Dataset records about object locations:

■ ■ ■ ■ ■ ■ ■

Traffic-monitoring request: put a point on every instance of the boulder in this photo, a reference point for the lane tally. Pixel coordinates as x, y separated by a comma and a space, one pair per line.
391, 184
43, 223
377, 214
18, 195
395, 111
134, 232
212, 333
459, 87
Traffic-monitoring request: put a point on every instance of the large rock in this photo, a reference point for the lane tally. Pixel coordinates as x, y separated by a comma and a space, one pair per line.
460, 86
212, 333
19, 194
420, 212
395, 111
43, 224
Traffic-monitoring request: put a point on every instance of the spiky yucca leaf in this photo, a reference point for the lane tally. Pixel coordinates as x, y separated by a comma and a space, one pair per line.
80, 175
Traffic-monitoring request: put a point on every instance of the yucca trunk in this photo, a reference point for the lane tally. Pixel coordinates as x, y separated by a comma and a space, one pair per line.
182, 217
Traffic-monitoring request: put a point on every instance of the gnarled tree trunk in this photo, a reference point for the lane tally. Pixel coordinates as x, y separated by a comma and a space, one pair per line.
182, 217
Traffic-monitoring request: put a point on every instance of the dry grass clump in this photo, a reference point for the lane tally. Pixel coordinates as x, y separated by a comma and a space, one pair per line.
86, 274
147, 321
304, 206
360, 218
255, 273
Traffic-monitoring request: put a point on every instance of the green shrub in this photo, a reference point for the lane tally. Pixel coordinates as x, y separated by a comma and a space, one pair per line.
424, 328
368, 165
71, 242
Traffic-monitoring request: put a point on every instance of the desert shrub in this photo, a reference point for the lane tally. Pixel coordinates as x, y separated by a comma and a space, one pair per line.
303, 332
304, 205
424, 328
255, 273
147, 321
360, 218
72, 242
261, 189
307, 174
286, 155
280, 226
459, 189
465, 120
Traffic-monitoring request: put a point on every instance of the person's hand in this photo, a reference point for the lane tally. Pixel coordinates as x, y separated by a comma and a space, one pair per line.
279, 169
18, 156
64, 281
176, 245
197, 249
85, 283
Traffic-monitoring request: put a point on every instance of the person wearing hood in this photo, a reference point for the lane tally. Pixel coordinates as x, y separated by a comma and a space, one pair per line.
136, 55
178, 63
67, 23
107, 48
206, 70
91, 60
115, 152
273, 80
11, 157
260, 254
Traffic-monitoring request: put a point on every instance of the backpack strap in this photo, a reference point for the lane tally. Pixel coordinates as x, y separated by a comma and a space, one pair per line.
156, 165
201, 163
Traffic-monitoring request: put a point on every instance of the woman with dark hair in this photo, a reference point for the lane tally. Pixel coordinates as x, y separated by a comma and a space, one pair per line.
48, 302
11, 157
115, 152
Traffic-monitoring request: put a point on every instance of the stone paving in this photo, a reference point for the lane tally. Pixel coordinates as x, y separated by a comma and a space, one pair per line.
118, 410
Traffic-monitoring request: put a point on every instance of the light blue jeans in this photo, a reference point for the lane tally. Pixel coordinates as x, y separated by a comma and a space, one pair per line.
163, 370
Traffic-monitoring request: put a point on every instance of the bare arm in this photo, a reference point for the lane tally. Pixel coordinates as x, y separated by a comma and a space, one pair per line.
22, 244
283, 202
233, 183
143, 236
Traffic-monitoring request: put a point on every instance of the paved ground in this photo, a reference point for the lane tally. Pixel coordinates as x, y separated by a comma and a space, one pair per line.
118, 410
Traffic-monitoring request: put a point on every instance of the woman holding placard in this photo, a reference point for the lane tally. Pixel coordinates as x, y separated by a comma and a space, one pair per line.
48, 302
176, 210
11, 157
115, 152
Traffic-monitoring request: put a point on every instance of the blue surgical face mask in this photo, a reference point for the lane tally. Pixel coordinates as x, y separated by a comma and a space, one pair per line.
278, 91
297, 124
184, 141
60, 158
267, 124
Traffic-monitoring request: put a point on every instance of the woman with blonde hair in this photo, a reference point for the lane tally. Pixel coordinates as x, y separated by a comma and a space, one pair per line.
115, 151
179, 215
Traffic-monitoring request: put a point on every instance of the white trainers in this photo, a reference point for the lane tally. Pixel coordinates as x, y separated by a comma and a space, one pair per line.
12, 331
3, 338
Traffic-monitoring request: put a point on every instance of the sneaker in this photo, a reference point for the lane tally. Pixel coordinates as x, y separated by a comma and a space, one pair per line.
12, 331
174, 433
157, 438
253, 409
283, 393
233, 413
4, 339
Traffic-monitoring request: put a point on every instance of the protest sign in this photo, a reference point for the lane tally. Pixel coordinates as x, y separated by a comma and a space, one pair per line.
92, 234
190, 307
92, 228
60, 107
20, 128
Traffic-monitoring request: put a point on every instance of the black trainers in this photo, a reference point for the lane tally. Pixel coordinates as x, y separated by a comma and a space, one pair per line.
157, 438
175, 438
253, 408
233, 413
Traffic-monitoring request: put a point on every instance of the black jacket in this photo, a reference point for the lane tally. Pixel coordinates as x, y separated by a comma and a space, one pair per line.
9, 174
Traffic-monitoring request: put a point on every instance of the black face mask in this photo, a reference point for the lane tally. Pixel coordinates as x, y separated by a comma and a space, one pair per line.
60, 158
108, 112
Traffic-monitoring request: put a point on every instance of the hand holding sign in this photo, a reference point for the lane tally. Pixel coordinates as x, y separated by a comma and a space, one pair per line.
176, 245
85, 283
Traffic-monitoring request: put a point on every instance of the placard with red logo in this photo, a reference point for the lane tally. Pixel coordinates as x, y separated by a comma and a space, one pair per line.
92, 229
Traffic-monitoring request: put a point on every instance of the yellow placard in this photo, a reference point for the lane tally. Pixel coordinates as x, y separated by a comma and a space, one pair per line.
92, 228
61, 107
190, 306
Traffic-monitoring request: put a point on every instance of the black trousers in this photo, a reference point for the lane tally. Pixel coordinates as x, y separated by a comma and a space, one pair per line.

■ ■ ■ ■ ■ ■ ■

=== PROBLEM STATEMENT ===
Each record above should be output again exactly.

=== EXERCISE RESULT ===
Traffic-monitoring request: put a point on every instance of the boulder in this photo, a reference point for the lane tally. Pixel coordinates as x, y separated by a comma and a space, one pair per line.
391, 184
43, 223
377, 214
18, 195
395, 111
134, 232
212, 333
459, 87
Traffic-monitoring request: put a point on every instance of the large rock in this photo, a reference point for the lane tally. Pixel coordinates as x, y separated by a comma and a space, one pair per line.
460, 86
212, 333
19, 194
420, 212
395, 111
43, 224
Traffic-monitoring request: put a point on every instance of the spiky yucca leaf in this photo, a reference point for the lane tally. Pixel coordinates as x, y separated by a comma and a space, one pair per line.
80, 175
Traffic-monitoring request: put a point on every instance of the yucca trunk in this photo, a reference point for the lane tally. Pixel coordinates as x, y separated by a comma and a space, one pair per line.
182, 217
Traffic-monitoring request: put a point on every instance of the gnarled tree trunk in this photo, a reference point for the lane tally. Pixel coordinates as x, y separated by a comma and a space, one pair per line.
182, 217
Traffic-monitoring request: put a point on every instance of the dry grass clump in this photo, a reference point for the lane tally. Pixel coordinates as x, y separated by a comma and a space, one pair per line.
86, 274
147, 321
304, 206
360, 218
255, 273
Traffic-monitoring request: put a point on every instance of the green shrub in this photo, a reference point for the lane tally. Pixel coordinates as x, y separated by a comma and a space, one pair per line.
424, 328
368, 165
71, 242
Traffic-monitoring request: put a point on every instance of the desert shrub in this photo, a reference point for the lane tally. Pixel coordinates as x, y separated by a comma and a space, one pair per line.
303, 332
304, 205
424, 328
255, 273
147, 321
360, 218
72, 242
261, 189
307, 174
286, 155
280, 226
459, 189
465, 120
Traffic-monitoring request: put a point on every instance of the person's hand in this photo, a reference point for the lane tally. Pixel coordinates as x, y separated by a comma and a space, one pair per line.
279, 169
18, 156
64, 281
176, 245
197, 249
85, 283
Traffic-monitoring request: put a point on every instance of the person wearing hood in this photo, a reference point for the lane tally. Pixel coordinates as x, y separated by a comma and a space, one pair per line.
136, 55
178, 63
67, 23
107, 48
206, 70
91, 60
115, 152
273, 80
11, 157
260, 254
Traffic-monitoring request: put a point on every instance of the backpack strap in this photo, a reference point for the lane tally. Pixel coordinates as x, y separated by a comma and a space, one pair per line.
156, 165
201, 163
Traffic-monitoring request: put a point on every instance of the woman with dark hair in this photo, a reference point for the lane tally. Pixel coordinates as x, y separated by a comma and a space, one pair per line.
48, 302
11, 157
115, 152
Traffic-monitoring request: put a point on every instance of the stone paving in this photo, a reference point for the lane tally. Pixel coordinates as x, y separated by a comma and a space, one pair per line.
118, 410
Traffic-monitoring request: put a point on every instance of the light blue jeans in this photo, a reference point for the lane tally. Pixel coordinates as x, y separated by a comma and a space, one pair per line.
163, 370
Traffic-monitoring request: put a point on every instance of the bare arm in this photo, a reference point for the lane tally. Pixel coordinates as x, y separated by a comma and a space, one pair per line.
22, 244
283, 202
233, 183
143, 236
Traffic-monitoring request: put a point on every instance of the paved ground in this photo, a reference point for the lane tally. Pixel coordinates as x, y separated by a comma and a space, one pair per line.
118, 410
Traffic-monitoring request: put a point on every instance of the woman holding placard in this photo, a reference point for the lane tally. Pixel coordinates as x, y separated by a comma and a space, one pair per line.
48, 302
176, 210
11, 157
115, 152
Traffic-monitoring request: put a point on every instance of the blue surgical face mask in this photo, a reference point for the lane tally. Pixel coordinates as x, y separated by a comma and a space, one pair per line.
278, 91
297, 124
184, 141
60, 158
267, 124
Traffic-monitoring request: put a point on every instance of the woman with blonde hair in this photo, a reference point for the lane tally. Pixel coordinates as x, y separated by a comma and a space, one pair per line.
115, 151
179, 215
Traffic-monitoring request: put a point on every instance of the white trainers in this photo, a reference point for the lane tally. Pixel coordinates as x, y separated by a comma and a space, one pair per line.
12, 331
3, 338
Traffic-monitoring request: put a point on every instance of the sneaker in this photo, a reference point for the lane tally. Pixel coordinates as x, y separated by a comma and a space, one pair per line.
12, 331
174, 433
157, 438
253, 409
283, 393
233, 413
4, 339
Traffic-monitoring request: put a point on every instance of the protest sign in this photo, a reference point for the lane tally. Pixel coordinates as x, y separated by a comma and a space, one pair per line.
92, 234
190, 307
92, 228
60, 107
20, 128
Traffic-monitoring request: put a point on every instance of the black trainers in this photo, a reference point for the lane tally. Pixel coordinates as x, y separated by a comma and a space, one pair per line.
157, 438
175, 438
253, 408
233, 413
Traffic-monitoring request: put a point on every instance of the black jacket in this photo, a reference point for the lane tally. Pixel coordinates as x, y separated by a comma and a space, one pair per line.
9, 174
Traffic-monitoring request: put a point on every instance of the black face mask in this photo, a reference point for the lane tally. Pixel coordinates as x, y separated by a comma and a space, one pair per line.
60, 158
108, 112
Traffic-monitoring request: put a point on every instance of the hand holding sign in this photo, a reference point for the lane tally. Pixel coordinates as x, y separated by a comma and a space, one pair per line.
176, 245
85, 283
Traffic-monitoring request: put a point on every instance of the placard with red logo in this photo, a reference point for the lane tally. Pixel coordinates as x, y separated by a comma and a space, one pair per line.
92, 229
Traffic-monitoring request: put a point on every instance of the yellow placard in this photo, a reference point for the lane tally. Pixel coordinates as x, y separated by a comma and a space, one pair per line.
92, 228
61, 107
190, 306
Traffic-monitoring request: put a point on every instance of the black trousers in this photo, a reference point for the lane tally. Pixel coordinates as x, y separated by a comma and a space, one pair per line.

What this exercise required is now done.